Lapua releases 6,5 Creedmoor

Lapua-Creedmoor

In the Nordic, the 6.5×55mm (also called 6.5×55 Swedish (Mauser) and 6,5 × 55 SE) is widely know and used – and will continue to be.

However, not long ago a lot of shooters started talking and (a few) also bought rifles in 6,5 Creedmoor.

My own experience with the 6,5 Creedmoor is nothing but brief, but very positive.

I had the opportunity to shoot 5 rounds of Hornady factory loads in a Rhino Arms with a 22″ barrel at 300 meters. I shot 49/50, and could easily feel the one point I lost. The inner ten is 10 cm (~4″) diameter, but my group was much smaller. I was very impressed, there’s a lot of potential in the round.

Below: Impressive setup, hard to miss in the snow. Rhino Arms 6,5 Creedmoor with carbon fiber handguard, sold via GP Rifle. Kahles 624i in Spuhr mount.

F01A9506

I’m considering re-barreling my Ruger Precision Rifle from .308 Win to 6,5 Creedmoor, but figured I’d at least break it in before I change anything.

1Lapua-Creedmoor

Lapua will be using small primers for added accuracy

In any case (pun intended), Lapua seems to have understood the calibers potential and will start manufacturing. The case will be available in Q1 2017.

- **Exercises to complete**
a) From the Lapua 6,5 Creedmoor article, copy word for word the passage starting at "Lapua releases 6,5 Creedmoor" and ending at "continue to be.".
b) Name every rifle cartridge that the Lapua 6,5 Creedmoor article mentions, including any alternative names it gives for them.
Draw only on the Lapua 6,5 Creedmoor article when carrying out this work.

- **Given information**
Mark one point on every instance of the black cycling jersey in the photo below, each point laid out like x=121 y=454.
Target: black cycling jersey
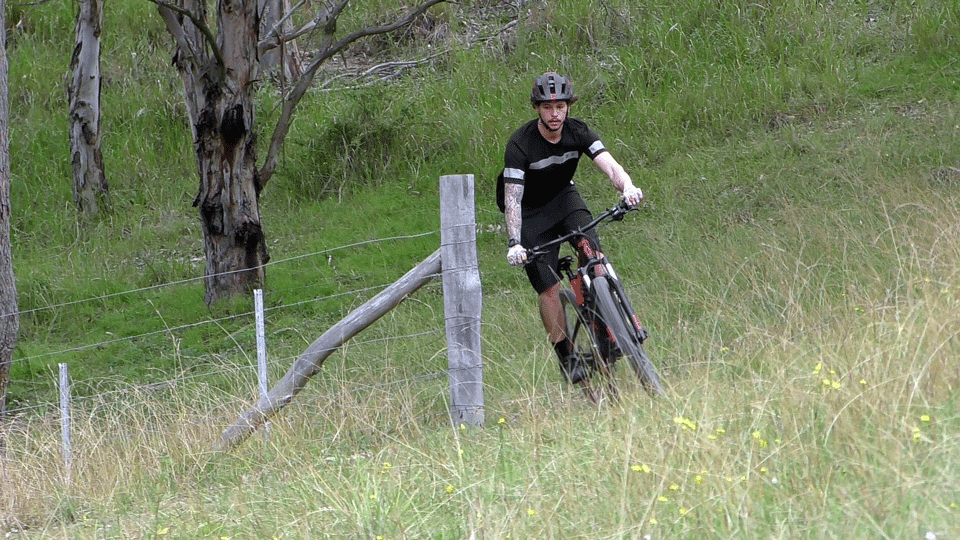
x=551 y=205
x=543 y=168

- **Outputs for the tasks**
a)
Lapua releases 6,5 Creedmoor

Lapua-Creedmoor

In the Nordic, the 6.5×55mm (also called 6.5×55 Swedish (Mauser) and 6,5 × 55 SE) is widely know and used – and will continue to be.

b)
- 6.5×55mm (also called 6.5×55 Swedish (Mauser) and 6,5 × 55 SE)
- 6,5 Creedmoor
- .308 Win